[Work required] Locate each line in the listing below that contains the string "panel", matching case exactly, and copy those lines.

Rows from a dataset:
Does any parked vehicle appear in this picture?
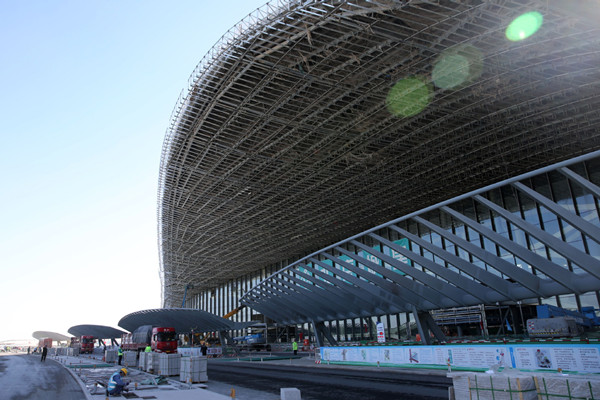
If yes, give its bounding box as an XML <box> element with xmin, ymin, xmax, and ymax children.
<box><xmin>121</xmin><ymin>325</ymin><xmax>177</xmax><ymax>353</ymax></box>
<box><xmin>69</xmin><ymin>335</ymin><xmax>94</xmax><ymax>354</ymax></box>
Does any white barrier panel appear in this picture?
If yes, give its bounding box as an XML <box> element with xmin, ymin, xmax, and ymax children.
<box><xmin>158</xmin><ymin>353</ymin><xmax>181</xmax><ymax>376</ymax></box>
<box><xmin>179</xmin><ymin>357</ymin><xmax>208</xmax><ymax>383</ymax></box>
<box><xmin>321</xmin><ymin>343</ymin><xmax>600</xmax><ymax>373</ymax></box>
<box><xmin>177</xmin><ymin>347</ymin><xmax>202</xmax><ymax>357</ymax></box>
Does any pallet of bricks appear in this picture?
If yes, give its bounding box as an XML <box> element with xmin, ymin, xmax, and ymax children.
<box><xmin>534</xmin><ymin>374</ymin><xmax>600</xmax><ymax>400</ymax></box>
<box><xmin>448</xmin><ymin>372</ymin><xmax>538</xmax><ymax>400</ymax></box>
<box><xmin>138</xmin><ymin>351</ymin><xmax>148</xmax><ymax>371</ymax></box>
<box><xmin>179</xmin><ymin>356</ymin><xmax>208</xmax><ymax>383</ymax></box>
<box><xmin>122</xmin><ymin>351</ymin><xmax>137</xmax><ymax>367</ymax></box>
<box><xmin>158</xmin><ymin>353</ymin><xmax>181</xmax><ymax>376</ymax></box>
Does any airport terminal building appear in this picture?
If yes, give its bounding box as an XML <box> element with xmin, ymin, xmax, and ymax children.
<box><xmin>158</xmin><ymin>0</ymin><xmax>600</xmax><ymax>342</ymax></box>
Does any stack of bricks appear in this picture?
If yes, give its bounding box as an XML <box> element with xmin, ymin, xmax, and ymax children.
<box><xmin>122</xmin><ymin>351</ymin><xmax>137</xmax><ymax>367</ymax></box>
<box><xmin>146</xmin><ymin>352</ymin><xmax>160</xmax><ymax>374</ymax></box>
<box><xmin>138</xmin><ymin>351</ymin><xmax>148</xmax><ymax>371</ymax></box>
<box><xmin>179</xmin><ymin>356</ymin><xmax>208</xmax><ymax>383</ymax></box>
<box><xmin>158</xmin><ymin>353</ymin><xmax>181</xmax><ymax>376</ymax></box>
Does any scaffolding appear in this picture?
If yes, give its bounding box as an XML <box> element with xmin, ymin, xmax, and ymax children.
<box><xmin>158</xmin><ymin>0</ymin><xmax>600</xmax><ymax>307</ymax></box>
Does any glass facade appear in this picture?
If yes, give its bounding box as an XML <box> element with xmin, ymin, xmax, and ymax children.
<box><xmin>186</xmin><ymin>159</ymin><xmax>600</xmax><ymax>342</ymax></box>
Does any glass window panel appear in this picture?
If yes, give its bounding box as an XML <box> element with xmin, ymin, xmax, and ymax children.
<box><xmin>559</xmin><ymin>294</ymin><xmax>577</xmax><ymax>311</ymax></box>
<box><xmin>454</xmin><ymin>222</ymin><xmax>467</xmax><ymax>239</ymax></box>
<box><xmin>510</xmin><ymin>225</ymin><xmax>527</xmax><ymax>248</ymax></box>
<box><xmin>528</xmin><ymin>235</ymin><xmax>547</xmax><ymax>258</ymax></box>
<box><xmin>541</xmin><ymin>297</ymin><xmax>558</xmax><ymax>307</ymax></box>
<box><xmin>579</xmin><ymin>292</ymin><xmax>600</xmax><ymax>309</ymax></box>
<box><xmin>519</xmin><ymin>193</ymin><xmax>540</xmax><ymax>227</ymax></box>
<box><xmin>483</xmin><ymin>237</ymin><xmax>496</xmax><ymax>254</ymax></box>
<box><xmin>515</xmin><ymin>257</ymin><xmax>537</xmax><ymax>273</ymax></box>
<box><xmin>570</xmin><ymin>263</ymin><xmax>584</xmax><ymax>274</ymax></box>
<box><xmin>548</xmin><ymin>171</ymin><xmax>575</xmax><ymax>213</ymax></box>
<box><xmin>549</xmin><ymin>249</ymin><xmax>568</xmax><ymax>269</ymax></box>
<box><xmin>531</xmin><ymin>174</ymin><xmax>552</xmax><ymax>199</ymax></box>
<box><xmin>544</xmin><ymin>217</ymin><xmax>562</xmax><ymax>239</ymax></box>
<box><xmin>587</xmin><ymin>240</ymin><xmax>600</xmax><ymax>259</ymax></box>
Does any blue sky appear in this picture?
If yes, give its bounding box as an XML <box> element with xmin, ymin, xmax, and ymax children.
<box><xmin>0</xmin><ymin>0</ymin><xmax>266</xmax><ymax>340</ymax></box>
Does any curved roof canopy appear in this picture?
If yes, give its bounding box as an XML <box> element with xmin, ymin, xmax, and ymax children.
<box><xmin>240</xmin><ymin>151</ymin><xmax>600</xmax><ymax>324</ymax></box>
<box><xmin>119</xmin><ymin>308</ymin><xmax>254</xmax><ymax>333</ymax></box>
<box><xmin>158</xmin><ymin>0</ymin><xmax>600</xmax><ymax>307</ymax></box>
<box><xmin>69</xmin><ymin>325</ymin><xmax>127</xmax><ymax>339</ymax></box>
<box><xmin>32</xmin><ymin>331</ymin><xmax>71</xmax><ymax>342</ymax></box>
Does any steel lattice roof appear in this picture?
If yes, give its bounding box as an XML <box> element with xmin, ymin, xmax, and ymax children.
<box><xmin>69</xmin><ymin>325</ymin><xmax>127</xmax><ymax>339</ymax></box>
<box><xmin>158</xmin><ymin>0</ymin><xmax>600</xmax><ymax>307</ymax></box>
<box><xmin>119</xmin><ymin>308</ymin><xmax>254</xmax><ymax>333</ymax></box>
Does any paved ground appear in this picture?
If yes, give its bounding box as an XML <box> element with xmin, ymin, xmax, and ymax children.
<box><xmin>0</xmin><ymin>354</ymin><xmax>86</xmax><ymax>400</ymax></box>
<box><xmin>0</xmin><ymin>354</ymin><xmax>454</xmax><ymax>400</ymax></box>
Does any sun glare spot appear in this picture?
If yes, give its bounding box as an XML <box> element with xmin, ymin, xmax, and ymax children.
<box><xmin>506</xmin><ymin>11</ymin><xmax>544</xmax><ymax>42</ymax></box>
<box><xmin>386</xmin><ymin>77</ymin><xmax>432</xmax><ymax>117</ymax></box>
<box><xmin>431</xmin><ymin>45</ymin><xmax>483</xmax><ymax>89</ymax></box>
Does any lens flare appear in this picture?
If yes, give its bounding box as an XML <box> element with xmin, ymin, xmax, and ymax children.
<box><xmin>386</xmin><ymin>77</ymin><xmax>432</xmax><ymax>117</ymax></box>
<box><xmin>431</xmin><ymin>45</ymin><xmax>483</xmax><ymax>89</ymax></box>
<box><xmin>506</xmin><ymin>11</ymin><xmax>544</xmax><ymax>42</ymax></box>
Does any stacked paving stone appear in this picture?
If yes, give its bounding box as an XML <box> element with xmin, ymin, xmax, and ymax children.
<box><xmin>179</xmin><ymin>356</ymin><xmax>208</xmax><ymax>383</ymax></box>
<box><xmin>104</xmin><ymin>349</ymin><xmax>117</xmax><ymax>363</ymax></box>
<box><xmin>138</xmin><ymin>351</ymin><xmax>148</xmax><ymax>371</ymax></box>
<box><xmin>146</xmin><ymin>352</ymin><xmax>159</xmax><ymax>374</ymax></box>
<box><xmin>158</xmin><ymin>353</ymin><xmax>181</xmax><ymax>376</ymax></box>
<box><xmin>123</xmin><ymin>351</ymin><xmax>137</xmax><ymax>367</ymax></box>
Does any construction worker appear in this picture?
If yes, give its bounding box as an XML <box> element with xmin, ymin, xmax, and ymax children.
<box><xmin>117</xmin><ymin>346</ymin><xmax>123</xmax><ymax>365</ymax></box>
<box><xmin>106</xmin><ymin>368</ymin><xmax>129</xmax><ymax>396</ymax></box>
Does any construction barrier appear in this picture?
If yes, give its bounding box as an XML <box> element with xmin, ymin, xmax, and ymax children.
<box><xmin>448</xmin><ymin>370</ymin><xmax>600</xmax><ymax>400</ymax></box>
<box><xmin>179</xmin><ymin>356</ymin><xmax>208</xmax><ymax>383</ymax></box>
<box><xmin>158</xmin><ymin>353</ymin><xmax>181</xmax><ymax>376</ymax></box>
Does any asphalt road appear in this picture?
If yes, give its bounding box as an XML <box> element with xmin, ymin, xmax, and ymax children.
<box><xmin>0</xmin><ymin>355</ymin><xmax>86</xmax><ymax>400</ymax></box>
<box><xmin>208</xmin><ymin>361</ymin><xmax>452</xmax><ymax>400</ymax></box>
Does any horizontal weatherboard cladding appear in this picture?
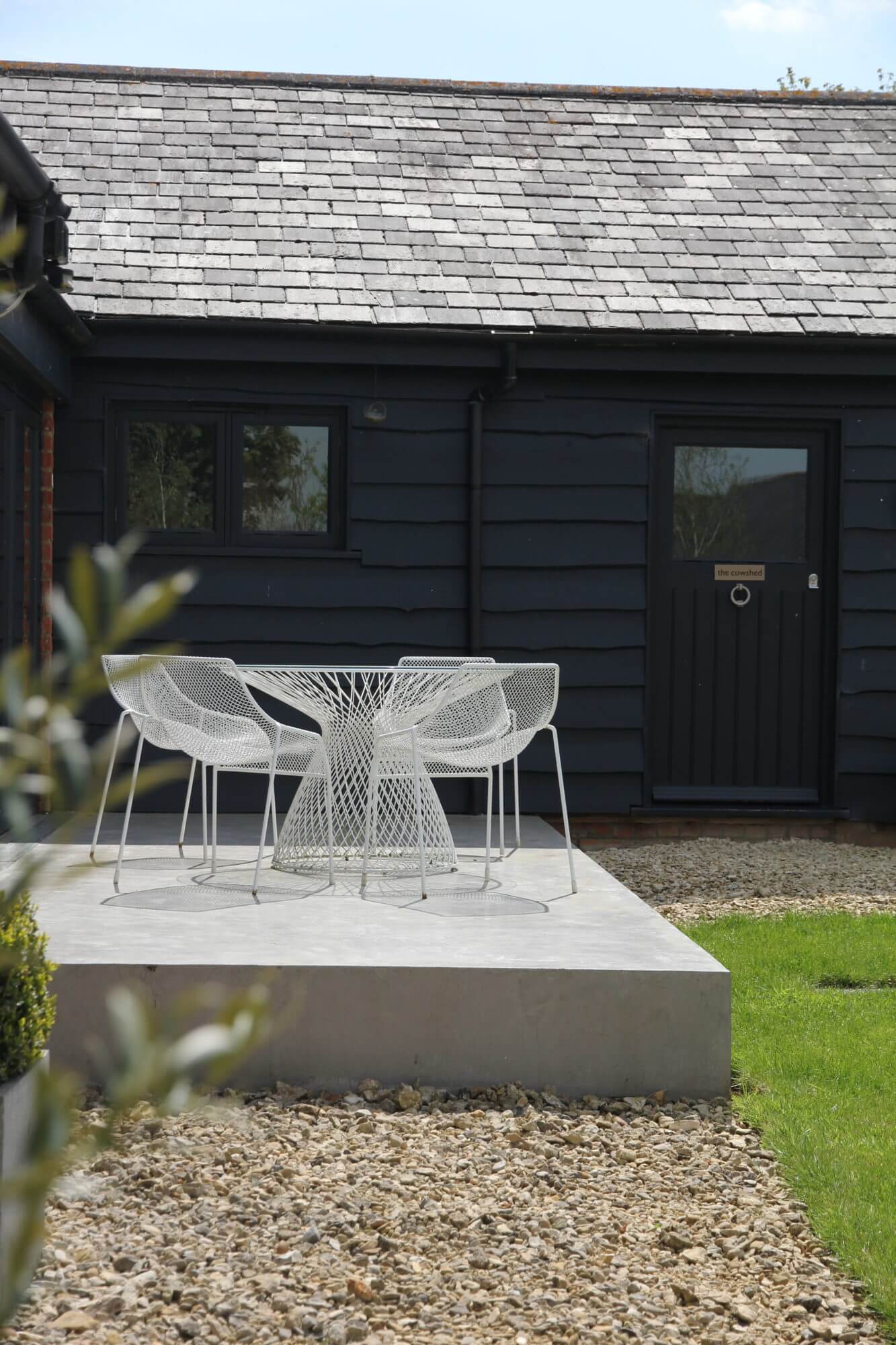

[Task solution]
Does any white barrier panel appear in this picture?
Does any glass window panel appear in this picture?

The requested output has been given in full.